/---
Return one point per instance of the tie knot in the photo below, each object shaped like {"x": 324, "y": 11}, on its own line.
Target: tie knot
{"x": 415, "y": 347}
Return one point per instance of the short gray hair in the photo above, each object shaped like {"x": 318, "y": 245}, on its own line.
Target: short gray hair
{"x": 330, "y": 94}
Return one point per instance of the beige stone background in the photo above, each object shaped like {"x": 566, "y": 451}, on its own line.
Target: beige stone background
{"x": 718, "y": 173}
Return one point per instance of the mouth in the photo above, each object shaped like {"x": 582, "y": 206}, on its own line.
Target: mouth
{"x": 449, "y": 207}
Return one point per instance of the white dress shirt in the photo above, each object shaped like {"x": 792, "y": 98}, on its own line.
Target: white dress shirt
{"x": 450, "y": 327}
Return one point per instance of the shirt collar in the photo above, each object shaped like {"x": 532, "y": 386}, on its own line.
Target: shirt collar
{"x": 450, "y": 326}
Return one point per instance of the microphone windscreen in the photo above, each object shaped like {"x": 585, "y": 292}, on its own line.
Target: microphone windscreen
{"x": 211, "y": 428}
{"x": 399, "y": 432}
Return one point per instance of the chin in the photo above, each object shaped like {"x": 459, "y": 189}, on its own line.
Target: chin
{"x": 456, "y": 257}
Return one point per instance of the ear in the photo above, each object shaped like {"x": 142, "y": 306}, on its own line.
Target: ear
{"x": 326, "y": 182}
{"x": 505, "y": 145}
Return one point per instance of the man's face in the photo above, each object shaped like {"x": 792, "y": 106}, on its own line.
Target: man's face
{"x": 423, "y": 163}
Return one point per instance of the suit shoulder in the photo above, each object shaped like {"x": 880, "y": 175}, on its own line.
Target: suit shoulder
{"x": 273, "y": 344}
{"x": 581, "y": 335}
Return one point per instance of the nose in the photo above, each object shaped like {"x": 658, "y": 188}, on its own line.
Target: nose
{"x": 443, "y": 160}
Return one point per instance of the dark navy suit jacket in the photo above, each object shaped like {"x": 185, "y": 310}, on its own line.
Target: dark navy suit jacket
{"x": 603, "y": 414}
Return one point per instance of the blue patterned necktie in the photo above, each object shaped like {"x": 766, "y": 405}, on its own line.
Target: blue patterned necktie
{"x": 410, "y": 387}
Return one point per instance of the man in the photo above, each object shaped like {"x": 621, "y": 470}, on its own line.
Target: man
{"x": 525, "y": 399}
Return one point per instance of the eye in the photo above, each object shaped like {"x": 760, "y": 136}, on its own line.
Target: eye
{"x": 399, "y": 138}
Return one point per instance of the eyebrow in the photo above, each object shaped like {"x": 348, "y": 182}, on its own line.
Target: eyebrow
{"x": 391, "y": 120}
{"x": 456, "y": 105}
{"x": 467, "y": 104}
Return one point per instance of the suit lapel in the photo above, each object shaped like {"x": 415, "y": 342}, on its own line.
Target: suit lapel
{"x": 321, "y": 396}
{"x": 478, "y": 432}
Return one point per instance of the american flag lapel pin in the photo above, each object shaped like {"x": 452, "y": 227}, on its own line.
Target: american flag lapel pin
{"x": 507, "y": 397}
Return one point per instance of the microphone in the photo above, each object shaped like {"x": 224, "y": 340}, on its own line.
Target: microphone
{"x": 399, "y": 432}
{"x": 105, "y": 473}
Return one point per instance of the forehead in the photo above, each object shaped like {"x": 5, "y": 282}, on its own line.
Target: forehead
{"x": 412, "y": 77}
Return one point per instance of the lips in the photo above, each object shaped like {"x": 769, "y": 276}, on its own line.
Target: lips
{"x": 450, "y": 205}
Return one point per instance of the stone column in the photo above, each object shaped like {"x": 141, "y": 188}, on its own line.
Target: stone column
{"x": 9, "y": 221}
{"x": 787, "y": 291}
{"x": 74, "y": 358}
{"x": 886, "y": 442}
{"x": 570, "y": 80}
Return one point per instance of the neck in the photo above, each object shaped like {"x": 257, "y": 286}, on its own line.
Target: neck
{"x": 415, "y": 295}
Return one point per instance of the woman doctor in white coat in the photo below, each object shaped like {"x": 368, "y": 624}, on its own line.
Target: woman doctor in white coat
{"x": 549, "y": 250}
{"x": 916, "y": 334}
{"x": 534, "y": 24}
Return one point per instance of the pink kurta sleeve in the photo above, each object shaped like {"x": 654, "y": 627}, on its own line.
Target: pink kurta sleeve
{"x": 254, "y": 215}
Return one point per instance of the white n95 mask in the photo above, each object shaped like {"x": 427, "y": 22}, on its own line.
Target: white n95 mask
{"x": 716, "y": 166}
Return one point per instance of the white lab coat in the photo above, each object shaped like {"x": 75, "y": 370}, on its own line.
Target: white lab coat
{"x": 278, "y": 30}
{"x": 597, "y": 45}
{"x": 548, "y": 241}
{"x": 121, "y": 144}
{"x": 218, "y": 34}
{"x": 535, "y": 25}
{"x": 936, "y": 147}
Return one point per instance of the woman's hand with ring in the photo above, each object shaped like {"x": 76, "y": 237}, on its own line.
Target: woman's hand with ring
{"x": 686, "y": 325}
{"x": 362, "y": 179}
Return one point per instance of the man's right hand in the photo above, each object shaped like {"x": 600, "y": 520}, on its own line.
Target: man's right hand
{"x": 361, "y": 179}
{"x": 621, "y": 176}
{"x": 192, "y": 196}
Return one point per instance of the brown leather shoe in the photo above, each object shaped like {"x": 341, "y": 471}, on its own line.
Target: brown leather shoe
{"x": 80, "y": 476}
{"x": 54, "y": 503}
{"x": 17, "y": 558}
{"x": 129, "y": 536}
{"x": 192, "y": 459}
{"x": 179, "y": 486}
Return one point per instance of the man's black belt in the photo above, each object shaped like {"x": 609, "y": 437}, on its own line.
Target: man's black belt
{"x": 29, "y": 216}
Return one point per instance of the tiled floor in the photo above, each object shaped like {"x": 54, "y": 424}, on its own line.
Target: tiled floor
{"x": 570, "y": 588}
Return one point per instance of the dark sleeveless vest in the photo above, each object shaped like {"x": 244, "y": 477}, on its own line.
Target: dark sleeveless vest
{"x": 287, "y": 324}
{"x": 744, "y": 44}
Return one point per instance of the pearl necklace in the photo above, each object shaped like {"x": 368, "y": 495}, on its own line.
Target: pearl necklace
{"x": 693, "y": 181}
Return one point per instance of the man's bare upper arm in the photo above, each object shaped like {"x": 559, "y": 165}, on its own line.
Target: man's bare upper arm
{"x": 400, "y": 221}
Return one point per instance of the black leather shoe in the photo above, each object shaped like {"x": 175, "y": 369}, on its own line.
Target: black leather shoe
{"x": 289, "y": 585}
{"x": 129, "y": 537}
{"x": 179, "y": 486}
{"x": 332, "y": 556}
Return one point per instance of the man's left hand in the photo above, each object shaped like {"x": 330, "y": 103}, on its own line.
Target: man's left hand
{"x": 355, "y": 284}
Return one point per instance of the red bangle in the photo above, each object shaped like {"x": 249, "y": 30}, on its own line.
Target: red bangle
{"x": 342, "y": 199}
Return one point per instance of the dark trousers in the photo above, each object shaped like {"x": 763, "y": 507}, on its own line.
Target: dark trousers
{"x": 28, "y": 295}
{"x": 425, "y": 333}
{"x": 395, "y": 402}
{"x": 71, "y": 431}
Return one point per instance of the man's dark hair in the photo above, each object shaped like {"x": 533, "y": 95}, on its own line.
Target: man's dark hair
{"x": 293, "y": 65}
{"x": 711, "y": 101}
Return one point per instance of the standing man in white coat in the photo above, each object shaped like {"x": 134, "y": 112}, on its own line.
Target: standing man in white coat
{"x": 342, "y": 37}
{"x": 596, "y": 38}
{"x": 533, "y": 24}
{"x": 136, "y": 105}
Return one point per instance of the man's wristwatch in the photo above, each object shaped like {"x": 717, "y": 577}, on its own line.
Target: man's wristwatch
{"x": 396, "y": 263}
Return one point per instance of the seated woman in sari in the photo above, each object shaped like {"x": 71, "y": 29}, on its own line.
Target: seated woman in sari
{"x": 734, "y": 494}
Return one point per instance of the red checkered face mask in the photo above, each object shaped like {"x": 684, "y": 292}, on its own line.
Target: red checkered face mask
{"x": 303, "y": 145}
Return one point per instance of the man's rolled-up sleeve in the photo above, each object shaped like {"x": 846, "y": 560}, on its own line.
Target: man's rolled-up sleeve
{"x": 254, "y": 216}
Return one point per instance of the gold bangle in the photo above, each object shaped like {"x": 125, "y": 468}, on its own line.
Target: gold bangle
\---
### Written problem
With the line containing "Return one point per instance of the red checkered" as the first and the last line of the records as the final one, print exactly the lines in that span.

### Full answer
Return one point per instance of the red checkered face mask in the photo above, each object shaped like {"x": 684, "y": 292}, on its own line.
Target: red checkered face mask
{"x": 303, "y": 145}
Return one point per instance of the man's rolled-up sleeve in the photo above, each object shaped like {"x": 846, "y": 560}, on its own line.
Target: man's rolled-up sleeve
{"x": 254, "y": 216}
Return one point per instance of the gold bangle in the photo above, each object shaped like {"x": 125, "y": 468}, on its own line.
Target: gold bangle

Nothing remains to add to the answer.